TASK INSTRUCTIONS
(a) In the section on coroners' reports, repeat everything from "35. Coroners’ Reports" down to "connected with a death or disaster investigated by the coroner.".
(b) Answer these questions from the section on coroners' reports:
(i) To whom may a coroner report on a death or disaster that the coroner investigated?
(ii) Under what condition shall a coroner report to the Commissioner of Police and the Director of Public Prosecutions?
(iii) Under which Act is the Director of Public Prosecutions appointed?
(c) Which officials does the section on coroners' reports name as recipients of a coroner's reports or recommendations? List every one.
╭─ PASSAGE TO READ
35. Coroners’ Reports
(1) A coroner may report to the Attorney General on a death or disaster investigated by the coroner.
(2) A coroner may make recommendations to the Attorney-General on a matter, including public health or safety or the administration of justice connected with a death or disaster investigated by the coroner.
(3) A coroner shall report to the Commissioner of Police and the Director of Public Prosecutions appointed under the Director of Public Prosecutions Act if the coroner believes that a crime may have been committed in connection with a death or disaster investigated by the coroner.”
╰─
╭─ THE DATA
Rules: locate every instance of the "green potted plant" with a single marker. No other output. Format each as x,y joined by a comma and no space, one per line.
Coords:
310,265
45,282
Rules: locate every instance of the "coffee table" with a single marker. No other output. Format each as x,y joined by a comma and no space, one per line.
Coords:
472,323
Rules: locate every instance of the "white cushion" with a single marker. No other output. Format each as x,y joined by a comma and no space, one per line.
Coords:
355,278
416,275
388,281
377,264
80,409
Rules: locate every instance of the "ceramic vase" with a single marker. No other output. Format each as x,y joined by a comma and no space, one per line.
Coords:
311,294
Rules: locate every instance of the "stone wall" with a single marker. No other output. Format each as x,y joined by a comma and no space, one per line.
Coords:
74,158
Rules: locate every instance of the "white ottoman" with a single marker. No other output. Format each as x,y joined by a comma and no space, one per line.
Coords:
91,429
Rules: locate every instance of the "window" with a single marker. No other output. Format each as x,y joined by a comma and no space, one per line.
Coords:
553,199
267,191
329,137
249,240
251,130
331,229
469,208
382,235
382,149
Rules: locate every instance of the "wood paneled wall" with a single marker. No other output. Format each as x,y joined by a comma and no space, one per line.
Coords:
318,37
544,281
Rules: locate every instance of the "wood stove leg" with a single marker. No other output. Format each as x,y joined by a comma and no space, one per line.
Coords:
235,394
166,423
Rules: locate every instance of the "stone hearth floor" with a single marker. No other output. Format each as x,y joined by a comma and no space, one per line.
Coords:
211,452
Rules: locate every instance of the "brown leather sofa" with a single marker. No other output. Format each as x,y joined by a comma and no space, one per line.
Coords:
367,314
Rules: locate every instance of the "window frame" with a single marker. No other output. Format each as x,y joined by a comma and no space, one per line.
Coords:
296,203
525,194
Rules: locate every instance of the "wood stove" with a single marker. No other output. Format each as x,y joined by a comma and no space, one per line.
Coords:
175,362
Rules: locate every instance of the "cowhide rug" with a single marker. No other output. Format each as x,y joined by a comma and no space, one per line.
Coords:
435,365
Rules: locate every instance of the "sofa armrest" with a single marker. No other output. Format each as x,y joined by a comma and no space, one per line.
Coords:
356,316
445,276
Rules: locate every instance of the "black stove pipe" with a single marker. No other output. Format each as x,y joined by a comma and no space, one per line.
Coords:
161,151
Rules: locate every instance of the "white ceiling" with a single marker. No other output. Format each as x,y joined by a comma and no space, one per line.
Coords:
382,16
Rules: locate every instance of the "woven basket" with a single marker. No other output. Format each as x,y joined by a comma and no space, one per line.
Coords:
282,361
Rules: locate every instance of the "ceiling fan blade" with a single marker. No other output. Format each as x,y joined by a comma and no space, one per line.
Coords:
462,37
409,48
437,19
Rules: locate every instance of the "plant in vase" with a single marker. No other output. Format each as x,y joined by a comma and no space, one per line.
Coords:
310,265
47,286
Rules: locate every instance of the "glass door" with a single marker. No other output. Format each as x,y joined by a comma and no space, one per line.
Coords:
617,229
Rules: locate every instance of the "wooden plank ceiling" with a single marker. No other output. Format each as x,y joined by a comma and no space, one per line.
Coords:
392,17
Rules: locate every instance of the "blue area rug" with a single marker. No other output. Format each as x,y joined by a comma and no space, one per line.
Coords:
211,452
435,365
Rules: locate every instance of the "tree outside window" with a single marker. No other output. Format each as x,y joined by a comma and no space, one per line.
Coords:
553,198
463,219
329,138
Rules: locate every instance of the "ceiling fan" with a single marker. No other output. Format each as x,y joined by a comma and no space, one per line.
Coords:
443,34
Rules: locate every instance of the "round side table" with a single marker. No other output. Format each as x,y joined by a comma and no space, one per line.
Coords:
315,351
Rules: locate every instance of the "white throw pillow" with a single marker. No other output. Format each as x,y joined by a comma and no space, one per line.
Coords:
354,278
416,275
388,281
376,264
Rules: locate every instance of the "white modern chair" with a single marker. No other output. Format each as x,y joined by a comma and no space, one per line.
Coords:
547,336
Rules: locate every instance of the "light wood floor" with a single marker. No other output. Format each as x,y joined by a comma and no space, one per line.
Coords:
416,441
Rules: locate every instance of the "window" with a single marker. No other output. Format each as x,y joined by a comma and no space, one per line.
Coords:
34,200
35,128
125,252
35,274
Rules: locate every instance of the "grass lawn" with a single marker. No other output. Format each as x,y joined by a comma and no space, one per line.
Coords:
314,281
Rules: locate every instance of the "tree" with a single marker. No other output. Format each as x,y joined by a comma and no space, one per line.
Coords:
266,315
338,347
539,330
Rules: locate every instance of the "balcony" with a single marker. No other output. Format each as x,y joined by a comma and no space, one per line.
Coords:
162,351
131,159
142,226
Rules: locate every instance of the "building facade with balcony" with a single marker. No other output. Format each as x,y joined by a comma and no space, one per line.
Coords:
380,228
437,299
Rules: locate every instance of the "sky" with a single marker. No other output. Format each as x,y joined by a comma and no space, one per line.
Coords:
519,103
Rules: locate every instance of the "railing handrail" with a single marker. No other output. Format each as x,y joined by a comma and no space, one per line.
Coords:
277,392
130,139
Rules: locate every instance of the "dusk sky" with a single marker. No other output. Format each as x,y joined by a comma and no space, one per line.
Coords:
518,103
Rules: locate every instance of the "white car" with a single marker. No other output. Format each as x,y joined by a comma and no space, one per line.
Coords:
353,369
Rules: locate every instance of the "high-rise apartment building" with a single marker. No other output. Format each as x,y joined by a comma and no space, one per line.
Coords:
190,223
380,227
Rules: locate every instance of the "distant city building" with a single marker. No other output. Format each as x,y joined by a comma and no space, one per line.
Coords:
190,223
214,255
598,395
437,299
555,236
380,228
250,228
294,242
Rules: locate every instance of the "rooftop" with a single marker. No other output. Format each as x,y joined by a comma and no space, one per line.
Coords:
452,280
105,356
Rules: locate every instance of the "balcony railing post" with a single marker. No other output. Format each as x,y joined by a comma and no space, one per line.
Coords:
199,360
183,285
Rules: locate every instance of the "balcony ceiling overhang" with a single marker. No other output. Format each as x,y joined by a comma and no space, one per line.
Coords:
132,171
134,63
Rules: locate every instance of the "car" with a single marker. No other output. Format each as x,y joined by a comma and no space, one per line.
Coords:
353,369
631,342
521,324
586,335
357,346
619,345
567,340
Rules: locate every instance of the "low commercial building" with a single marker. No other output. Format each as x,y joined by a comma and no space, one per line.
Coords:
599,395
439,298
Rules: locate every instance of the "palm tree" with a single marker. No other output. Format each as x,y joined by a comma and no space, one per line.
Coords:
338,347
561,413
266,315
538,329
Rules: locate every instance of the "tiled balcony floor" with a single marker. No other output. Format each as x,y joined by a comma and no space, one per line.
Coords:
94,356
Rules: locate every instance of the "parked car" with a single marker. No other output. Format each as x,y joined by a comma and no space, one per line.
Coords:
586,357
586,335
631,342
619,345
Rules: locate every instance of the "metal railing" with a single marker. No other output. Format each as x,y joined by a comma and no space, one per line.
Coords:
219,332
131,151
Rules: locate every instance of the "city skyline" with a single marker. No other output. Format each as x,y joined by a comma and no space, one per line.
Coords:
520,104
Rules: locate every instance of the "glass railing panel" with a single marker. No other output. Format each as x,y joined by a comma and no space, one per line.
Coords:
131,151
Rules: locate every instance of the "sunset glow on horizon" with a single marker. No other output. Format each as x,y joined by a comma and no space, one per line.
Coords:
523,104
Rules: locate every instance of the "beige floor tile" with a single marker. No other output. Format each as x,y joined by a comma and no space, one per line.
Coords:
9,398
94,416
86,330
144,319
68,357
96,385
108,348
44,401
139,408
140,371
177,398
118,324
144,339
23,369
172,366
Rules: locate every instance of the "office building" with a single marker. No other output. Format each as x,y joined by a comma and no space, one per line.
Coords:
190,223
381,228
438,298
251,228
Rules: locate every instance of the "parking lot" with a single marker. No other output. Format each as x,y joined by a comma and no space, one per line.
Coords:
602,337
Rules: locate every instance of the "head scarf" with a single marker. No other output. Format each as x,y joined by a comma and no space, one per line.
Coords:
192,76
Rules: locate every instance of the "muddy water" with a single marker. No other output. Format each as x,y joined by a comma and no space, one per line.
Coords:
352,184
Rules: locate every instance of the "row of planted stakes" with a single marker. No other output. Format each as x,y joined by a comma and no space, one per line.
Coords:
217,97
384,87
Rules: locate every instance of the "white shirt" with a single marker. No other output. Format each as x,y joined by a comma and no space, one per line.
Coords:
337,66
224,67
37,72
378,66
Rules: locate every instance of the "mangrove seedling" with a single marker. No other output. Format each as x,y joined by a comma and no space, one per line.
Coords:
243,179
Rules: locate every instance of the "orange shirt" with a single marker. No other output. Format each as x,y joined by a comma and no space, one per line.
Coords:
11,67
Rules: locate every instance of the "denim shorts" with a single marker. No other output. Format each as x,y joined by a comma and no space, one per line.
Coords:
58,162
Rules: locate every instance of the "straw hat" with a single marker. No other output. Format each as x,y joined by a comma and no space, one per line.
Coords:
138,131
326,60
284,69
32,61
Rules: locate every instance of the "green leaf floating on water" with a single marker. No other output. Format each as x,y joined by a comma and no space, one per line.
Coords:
╰─
RESPONSES BY TASK
(a)
35. Coroners’ Reports
(1) A coroner may report to the Attorney General on a death or disaster investigated by the coroner.
(2) A coroner may make recommendations to the Attorney-General on a matter, including public health or safety or the administration of justice connected with a death or disaster investigated by the coroner.

(b)
(i) The Attorney General.
(ii) If the coroner believes that a crime may have been committed in connection with a death or disaster investigated by the coroner.
(iii) The Director of Public Prosecutions Act.

(c)
Attorney General
Commissioner of Police
Director of Public Prosecutions